▸ **Goal**: Rewrite all of the records below, substituting "Give" for every "Report" and leaving everything else unchanged.

▸ **Provided data**:
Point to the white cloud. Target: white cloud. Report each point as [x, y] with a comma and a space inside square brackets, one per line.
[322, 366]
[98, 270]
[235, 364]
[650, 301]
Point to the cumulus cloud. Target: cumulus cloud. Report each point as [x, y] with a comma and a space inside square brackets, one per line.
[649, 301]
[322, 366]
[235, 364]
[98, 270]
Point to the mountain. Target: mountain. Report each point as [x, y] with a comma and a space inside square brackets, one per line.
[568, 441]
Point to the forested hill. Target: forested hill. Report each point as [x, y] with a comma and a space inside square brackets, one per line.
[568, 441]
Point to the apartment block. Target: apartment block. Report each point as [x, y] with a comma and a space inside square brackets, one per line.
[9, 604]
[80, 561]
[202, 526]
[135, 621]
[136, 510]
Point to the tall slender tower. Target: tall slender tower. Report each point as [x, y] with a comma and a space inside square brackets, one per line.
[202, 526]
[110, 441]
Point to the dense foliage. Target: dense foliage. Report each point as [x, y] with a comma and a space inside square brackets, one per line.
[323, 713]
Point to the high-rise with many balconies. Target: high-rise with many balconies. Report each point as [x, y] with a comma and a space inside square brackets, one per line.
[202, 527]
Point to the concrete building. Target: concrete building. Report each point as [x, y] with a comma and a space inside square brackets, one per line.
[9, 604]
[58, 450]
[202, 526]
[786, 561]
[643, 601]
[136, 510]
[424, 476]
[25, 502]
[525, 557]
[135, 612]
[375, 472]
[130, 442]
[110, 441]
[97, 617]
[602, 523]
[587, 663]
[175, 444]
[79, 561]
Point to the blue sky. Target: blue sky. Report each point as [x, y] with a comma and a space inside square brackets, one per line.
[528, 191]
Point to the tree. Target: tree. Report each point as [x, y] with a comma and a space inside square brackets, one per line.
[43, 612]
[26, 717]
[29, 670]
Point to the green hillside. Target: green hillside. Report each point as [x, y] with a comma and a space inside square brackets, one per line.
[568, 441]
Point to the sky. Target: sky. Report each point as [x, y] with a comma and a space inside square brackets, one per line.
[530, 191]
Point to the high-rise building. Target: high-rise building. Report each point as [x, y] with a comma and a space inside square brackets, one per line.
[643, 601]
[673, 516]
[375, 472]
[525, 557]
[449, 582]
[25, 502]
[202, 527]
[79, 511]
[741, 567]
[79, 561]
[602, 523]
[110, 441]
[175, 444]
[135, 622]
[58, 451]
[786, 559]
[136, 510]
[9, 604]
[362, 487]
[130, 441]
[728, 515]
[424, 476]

▸ **Solution to this task**:
Point to the white cloud. Target: white cloud. Give each point as [x, y] with a comma and a space inside square brackets, one per line.
[322, 366]
[98, 270]
[235, 364]
[650, 301]
Point to the cumulus cloud. Target: cumulus cloud. Give each point as [x, y] with a comma and a space inside square brackets, one per line.
[649, 301]
[322, 366]
[235, 364]
[98, 270]
Point to the mountain. Target: mountain. Give each point as [x, y] with a comma and a space inside square brackets, one per line.
[568, 441]
Point to the forested hill. Target: forested hill. Give each point as [x, y] with a comma and a space inside square brackets, one per line.
[568, 441]
Point to the apartment block. Target: apartment block. Give each point as [x, y] with a comma and a space inside square brackets, one per line.
[9, 604]
[80, 561]
[202, 526]
[135, 621]
[136, 510]
Point to the tall slender tower. Target: tall slender tower. Give each point as [x, y] with a comma and a space inside square brackets, one per line.
[202, 526]
[110, 441]
Point to the dense foliage. Target: dense foliage. Give each point as [x, y] with a comma and a space inside square brackets, one per line.
[323, 713]
Point to the high-rise with many balconies. Target: high-rise with many balconies. Give each point as [x, y] with a comma and a space inside square brackets, one per line.
[202, 527]
Point to the concrete building. Target: concrete building. Give each point as [x, y] with a comma and a space inside square brackets, one per line.
[9, 604]
[58, 450]
[202, 526]
[786, 561]
[643, 601]
[136, 510]
[424, 476]
[25, 502]
[525, 557]
[135, 612]
[375, 472]
[130, 442]
[110, 441]
[97, 617]
[602, 523]
[587, 663]
[175, 444]
[79, 561]
Point to the blue sky. Target: blue sky. Give each point as [x, y] with a comma and a space inside square brackets, one per line.
[528, 191]
Point to the tree. Target: tree. Give each point as [x, y] with a comma and a space inside square brackets, one per line.
[43, 612]
[26, 717]
[29, 670]
Point to the green hillside. Target: green hillside. Give each point as [x, y] with a comma and a space inside square brackets, one per line.
[568, 441]
Point to the sky. Target: sky. Give each point as [x, y] with a comma and a space inside square brackets, one per line.
[530, 191]
Point to the high-rise building. Target: high-rise building. Give each point as [x, y] with a comma and a space inside square brackets, one per line.
[643, 601]
[673, 516]
[375, 472]
[525, 557]
[449, 582]
[25, 502]
[202, 527]
[79, 511]
[741, 567]
[79, 561]
[602, 523]
[110, 441]
[175, 444]
[135, 622]
[58, 451]
[786, 559]
[136, 510]
[9, 604]
[362, 487]
[130, 441]
[728, 515]
[424, 476]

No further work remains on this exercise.